→ **Problem requirements**
Copy out the material word for word, starting at the line that contains "Would you be so kind as to locate the double-hung" and ending at the final line of the material. Include both of those lines.

__________

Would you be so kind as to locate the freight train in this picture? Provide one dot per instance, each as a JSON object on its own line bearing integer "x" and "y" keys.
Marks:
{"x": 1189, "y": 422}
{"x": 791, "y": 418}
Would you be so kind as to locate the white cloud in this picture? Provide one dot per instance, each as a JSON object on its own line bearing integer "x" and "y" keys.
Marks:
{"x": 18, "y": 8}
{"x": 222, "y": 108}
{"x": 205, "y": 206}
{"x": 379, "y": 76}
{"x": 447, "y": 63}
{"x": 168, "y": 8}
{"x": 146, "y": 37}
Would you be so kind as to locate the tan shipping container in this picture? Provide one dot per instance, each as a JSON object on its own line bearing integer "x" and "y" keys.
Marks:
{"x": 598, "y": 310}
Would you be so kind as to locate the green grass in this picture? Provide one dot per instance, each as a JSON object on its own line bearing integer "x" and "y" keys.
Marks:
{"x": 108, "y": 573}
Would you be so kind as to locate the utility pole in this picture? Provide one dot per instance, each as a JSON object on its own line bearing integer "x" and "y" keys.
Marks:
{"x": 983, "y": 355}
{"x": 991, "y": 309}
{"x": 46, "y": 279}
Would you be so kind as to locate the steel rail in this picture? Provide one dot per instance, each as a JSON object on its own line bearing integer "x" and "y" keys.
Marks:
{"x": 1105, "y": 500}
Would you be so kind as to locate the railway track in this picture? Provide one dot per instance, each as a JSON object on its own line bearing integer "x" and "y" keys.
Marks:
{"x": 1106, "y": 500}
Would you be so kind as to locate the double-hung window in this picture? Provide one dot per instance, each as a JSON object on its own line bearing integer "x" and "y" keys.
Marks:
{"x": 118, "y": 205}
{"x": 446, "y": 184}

__________

→ **Solution for this task**
Would you be so kind as to locate the double-hung window in this picture? Provide one dot per instance, each as a JSON object on its own line bearing integer "x" and "y" keys.
Marks:
{"x": 118, "y": 205}
{"x": 446, "y": 184}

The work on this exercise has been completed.